Task brief
Everything from the line containing "Question: locate the gray upholstered" down to the last line of the entries below must be transcribed exactly, and nothing else.

Record extracts
□ □ □ □

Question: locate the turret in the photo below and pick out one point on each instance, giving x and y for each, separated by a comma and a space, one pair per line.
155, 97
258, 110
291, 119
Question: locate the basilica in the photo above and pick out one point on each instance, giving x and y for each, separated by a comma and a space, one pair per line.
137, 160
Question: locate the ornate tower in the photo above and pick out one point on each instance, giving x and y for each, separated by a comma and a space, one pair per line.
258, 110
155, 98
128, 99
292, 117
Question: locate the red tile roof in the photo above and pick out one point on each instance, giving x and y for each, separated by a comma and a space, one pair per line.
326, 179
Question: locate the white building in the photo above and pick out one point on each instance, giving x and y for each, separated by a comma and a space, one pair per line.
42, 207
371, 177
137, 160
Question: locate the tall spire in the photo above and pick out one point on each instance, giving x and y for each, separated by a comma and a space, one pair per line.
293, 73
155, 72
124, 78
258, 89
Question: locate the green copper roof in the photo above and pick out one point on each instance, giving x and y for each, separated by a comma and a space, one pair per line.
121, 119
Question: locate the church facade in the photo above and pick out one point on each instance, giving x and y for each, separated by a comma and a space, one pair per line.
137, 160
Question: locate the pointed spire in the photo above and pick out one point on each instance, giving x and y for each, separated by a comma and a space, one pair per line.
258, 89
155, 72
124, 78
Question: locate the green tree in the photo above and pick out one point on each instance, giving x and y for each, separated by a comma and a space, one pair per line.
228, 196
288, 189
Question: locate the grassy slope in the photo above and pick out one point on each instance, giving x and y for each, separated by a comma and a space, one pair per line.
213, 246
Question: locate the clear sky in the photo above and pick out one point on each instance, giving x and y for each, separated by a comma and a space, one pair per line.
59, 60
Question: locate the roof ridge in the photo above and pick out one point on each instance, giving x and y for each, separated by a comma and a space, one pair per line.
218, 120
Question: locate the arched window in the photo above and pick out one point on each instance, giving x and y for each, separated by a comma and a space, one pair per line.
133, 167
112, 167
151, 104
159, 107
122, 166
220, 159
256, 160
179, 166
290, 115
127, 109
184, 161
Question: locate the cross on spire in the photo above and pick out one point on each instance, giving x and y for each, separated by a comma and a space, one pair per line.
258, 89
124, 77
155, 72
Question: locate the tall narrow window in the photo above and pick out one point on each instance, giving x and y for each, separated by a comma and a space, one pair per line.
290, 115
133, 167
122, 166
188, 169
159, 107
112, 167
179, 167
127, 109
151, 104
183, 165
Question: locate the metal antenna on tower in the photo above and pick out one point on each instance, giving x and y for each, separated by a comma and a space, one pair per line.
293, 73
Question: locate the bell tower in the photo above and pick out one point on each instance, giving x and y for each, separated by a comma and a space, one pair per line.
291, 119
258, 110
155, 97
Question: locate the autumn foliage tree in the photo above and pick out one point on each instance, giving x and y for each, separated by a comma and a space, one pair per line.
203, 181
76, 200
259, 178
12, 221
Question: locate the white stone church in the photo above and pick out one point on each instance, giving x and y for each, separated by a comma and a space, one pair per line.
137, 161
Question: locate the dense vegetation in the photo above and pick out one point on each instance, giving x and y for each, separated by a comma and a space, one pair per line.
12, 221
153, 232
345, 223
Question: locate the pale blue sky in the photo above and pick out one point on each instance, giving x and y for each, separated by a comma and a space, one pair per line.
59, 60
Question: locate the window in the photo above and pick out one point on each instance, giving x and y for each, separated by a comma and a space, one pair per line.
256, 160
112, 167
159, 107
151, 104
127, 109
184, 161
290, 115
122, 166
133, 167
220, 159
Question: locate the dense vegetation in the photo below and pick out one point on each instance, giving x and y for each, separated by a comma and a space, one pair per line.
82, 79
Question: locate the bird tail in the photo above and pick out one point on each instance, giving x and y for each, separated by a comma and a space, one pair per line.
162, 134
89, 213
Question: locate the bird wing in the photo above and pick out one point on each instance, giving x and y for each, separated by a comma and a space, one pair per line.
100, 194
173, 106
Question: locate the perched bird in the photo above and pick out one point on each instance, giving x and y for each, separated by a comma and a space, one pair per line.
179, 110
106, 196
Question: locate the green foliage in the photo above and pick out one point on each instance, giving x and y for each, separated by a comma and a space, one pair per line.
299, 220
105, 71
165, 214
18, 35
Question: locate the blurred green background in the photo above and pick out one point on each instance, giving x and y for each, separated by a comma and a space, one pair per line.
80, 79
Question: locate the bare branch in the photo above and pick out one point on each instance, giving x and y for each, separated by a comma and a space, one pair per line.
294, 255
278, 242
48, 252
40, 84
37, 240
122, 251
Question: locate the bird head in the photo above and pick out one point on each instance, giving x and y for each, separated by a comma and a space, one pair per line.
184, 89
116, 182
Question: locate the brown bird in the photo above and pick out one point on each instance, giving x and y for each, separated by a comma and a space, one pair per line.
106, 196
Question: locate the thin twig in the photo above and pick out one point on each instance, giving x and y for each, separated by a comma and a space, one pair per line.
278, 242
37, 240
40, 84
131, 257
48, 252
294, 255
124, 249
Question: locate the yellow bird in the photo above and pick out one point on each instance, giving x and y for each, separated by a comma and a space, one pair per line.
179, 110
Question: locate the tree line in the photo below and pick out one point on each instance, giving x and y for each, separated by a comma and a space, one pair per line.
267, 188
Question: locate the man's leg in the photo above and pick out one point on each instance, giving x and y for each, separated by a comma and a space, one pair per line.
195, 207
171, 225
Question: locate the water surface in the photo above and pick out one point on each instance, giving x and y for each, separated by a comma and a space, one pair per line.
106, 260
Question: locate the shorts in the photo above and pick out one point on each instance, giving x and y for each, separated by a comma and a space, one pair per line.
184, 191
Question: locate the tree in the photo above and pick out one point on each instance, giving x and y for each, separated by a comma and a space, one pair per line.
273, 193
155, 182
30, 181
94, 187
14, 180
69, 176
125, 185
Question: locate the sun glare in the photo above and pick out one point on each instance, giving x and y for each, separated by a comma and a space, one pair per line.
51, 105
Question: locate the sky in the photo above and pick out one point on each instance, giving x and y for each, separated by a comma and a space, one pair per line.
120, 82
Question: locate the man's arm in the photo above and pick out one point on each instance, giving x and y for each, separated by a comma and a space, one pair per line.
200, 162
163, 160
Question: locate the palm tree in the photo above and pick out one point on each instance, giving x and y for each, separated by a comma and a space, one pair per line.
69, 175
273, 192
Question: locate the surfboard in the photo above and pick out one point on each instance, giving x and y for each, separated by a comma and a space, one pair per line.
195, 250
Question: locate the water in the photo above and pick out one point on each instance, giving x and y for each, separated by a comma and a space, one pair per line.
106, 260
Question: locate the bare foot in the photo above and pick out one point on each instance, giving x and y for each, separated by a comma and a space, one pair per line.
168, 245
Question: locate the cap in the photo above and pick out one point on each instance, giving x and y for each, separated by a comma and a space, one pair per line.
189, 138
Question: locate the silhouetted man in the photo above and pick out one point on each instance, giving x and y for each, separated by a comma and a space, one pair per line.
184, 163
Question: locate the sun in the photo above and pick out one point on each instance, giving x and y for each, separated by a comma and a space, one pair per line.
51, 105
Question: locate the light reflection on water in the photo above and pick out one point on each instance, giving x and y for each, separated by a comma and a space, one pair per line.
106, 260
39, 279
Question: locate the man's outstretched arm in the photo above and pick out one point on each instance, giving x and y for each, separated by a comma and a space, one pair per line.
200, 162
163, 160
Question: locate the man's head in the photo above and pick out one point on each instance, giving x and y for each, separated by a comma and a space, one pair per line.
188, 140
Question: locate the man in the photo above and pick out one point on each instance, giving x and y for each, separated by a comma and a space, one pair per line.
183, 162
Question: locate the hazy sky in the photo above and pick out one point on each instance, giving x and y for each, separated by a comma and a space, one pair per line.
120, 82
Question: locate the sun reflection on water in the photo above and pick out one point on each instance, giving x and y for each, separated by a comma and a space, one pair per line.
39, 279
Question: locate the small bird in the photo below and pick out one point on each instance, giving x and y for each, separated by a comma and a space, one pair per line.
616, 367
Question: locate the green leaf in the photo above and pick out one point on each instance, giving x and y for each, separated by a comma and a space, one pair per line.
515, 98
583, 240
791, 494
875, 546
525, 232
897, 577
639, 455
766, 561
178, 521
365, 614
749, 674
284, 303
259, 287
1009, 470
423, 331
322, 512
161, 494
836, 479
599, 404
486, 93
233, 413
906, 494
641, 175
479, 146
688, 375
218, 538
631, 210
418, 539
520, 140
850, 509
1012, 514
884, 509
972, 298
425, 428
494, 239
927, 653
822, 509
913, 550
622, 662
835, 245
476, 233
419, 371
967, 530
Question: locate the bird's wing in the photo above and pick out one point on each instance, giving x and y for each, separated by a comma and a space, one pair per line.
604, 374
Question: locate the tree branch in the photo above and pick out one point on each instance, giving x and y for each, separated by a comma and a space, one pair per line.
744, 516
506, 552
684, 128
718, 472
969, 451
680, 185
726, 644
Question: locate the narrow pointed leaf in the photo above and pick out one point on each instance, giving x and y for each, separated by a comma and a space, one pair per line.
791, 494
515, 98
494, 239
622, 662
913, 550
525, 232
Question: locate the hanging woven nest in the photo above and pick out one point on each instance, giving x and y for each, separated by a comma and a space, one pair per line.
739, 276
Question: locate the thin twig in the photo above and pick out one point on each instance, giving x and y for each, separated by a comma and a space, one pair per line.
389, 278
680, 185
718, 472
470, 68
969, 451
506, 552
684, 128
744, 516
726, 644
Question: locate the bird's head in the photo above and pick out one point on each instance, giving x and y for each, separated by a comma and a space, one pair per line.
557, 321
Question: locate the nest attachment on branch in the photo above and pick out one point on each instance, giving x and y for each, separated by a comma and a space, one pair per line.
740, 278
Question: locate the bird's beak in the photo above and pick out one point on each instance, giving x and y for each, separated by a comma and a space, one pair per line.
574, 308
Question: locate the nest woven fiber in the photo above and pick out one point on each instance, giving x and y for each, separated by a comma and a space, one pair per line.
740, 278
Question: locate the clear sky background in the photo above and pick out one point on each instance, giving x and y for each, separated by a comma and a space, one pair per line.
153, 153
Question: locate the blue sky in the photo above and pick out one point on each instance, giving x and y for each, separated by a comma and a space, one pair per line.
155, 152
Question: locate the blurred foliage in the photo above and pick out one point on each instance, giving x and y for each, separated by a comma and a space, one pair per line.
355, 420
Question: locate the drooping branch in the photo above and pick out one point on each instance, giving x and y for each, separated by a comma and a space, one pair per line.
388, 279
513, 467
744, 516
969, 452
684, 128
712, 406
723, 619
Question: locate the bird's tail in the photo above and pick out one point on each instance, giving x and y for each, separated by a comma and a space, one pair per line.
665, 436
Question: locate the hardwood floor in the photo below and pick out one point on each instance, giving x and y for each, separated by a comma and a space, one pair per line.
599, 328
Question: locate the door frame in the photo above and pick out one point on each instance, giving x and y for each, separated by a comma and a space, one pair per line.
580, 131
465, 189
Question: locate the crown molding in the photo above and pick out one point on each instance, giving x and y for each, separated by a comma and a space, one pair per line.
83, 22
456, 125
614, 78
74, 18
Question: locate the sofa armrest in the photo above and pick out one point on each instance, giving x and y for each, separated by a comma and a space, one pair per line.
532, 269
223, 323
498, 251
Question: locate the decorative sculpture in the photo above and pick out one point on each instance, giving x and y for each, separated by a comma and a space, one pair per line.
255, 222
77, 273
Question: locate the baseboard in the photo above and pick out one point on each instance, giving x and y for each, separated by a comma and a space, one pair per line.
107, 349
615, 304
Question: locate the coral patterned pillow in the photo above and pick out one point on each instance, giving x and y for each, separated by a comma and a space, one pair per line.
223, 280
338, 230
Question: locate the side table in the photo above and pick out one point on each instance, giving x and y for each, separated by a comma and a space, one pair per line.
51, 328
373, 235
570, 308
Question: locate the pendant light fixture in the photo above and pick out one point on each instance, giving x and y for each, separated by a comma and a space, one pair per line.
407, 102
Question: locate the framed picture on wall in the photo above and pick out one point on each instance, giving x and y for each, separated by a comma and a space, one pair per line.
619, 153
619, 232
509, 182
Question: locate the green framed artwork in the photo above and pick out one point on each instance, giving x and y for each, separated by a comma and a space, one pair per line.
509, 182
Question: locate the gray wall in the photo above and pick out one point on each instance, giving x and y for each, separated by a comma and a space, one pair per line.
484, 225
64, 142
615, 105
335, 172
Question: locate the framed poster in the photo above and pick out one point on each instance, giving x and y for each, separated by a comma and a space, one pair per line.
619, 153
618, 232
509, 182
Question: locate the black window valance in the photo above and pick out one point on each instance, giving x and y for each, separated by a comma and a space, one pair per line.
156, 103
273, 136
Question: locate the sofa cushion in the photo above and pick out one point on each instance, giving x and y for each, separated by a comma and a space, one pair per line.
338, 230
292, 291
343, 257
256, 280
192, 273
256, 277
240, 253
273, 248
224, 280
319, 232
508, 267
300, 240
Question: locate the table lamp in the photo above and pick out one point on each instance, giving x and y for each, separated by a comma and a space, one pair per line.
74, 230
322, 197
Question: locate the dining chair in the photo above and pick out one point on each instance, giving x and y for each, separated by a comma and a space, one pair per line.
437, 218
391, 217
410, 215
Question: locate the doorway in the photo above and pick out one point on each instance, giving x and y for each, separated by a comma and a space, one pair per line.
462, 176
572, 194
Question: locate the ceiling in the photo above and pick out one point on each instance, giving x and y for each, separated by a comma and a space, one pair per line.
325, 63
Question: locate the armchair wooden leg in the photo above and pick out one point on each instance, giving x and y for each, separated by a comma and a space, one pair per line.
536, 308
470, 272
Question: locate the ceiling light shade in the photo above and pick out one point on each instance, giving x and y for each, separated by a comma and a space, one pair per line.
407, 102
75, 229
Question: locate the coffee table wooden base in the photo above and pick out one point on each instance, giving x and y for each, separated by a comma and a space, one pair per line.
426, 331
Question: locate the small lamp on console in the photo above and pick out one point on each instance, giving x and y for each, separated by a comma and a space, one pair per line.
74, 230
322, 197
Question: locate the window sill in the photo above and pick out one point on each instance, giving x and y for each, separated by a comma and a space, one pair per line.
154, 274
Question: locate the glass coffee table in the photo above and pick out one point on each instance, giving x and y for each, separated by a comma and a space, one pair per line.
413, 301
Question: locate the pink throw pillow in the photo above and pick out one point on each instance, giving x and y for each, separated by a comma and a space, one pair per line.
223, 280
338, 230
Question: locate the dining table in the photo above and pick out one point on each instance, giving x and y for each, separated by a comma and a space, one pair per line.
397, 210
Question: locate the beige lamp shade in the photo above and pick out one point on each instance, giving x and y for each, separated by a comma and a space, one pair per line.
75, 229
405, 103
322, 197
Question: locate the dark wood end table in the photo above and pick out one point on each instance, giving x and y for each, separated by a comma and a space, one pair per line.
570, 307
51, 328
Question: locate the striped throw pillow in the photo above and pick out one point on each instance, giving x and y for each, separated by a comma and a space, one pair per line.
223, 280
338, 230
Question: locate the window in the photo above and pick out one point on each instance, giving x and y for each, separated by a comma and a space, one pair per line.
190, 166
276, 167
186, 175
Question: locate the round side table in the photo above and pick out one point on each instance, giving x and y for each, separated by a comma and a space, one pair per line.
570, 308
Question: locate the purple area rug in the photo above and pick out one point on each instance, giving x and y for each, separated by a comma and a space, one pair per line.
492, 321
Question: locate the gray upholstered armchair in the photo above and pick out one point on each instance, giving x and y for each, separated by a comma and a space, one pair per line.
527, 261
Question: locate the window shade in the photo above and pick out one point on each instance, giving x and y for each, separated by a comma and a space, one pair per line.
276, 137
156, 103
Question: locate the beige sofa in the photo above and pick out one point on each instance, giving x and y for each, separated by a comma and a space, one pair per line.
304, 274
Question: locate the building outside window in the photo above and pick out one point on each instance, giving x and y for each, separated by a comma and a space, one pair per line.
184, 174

□ □ □ □

Written solution
Question: locate the gray upholstered armchair in the photo above and pick out one point on each instance, giving x and y for each, separated by a comma and a space, one pair per line.
527, 261
Question: locate the window shade in the photo above and pick out one point on each instance, giving x and y for each, separated by a comma and a space, one pair per line.
276, 137
156, 103
Question: locate the beige sofa in the photo above and pick out one point on each instance, giving x and y for each, separated by a comma and a space, one pair per line.
304, 274
Question: locate the building outside window in the photo above and pick out one point on each instance, giving x and y for each, separated by a comma and a space, one pair per line.
184, 174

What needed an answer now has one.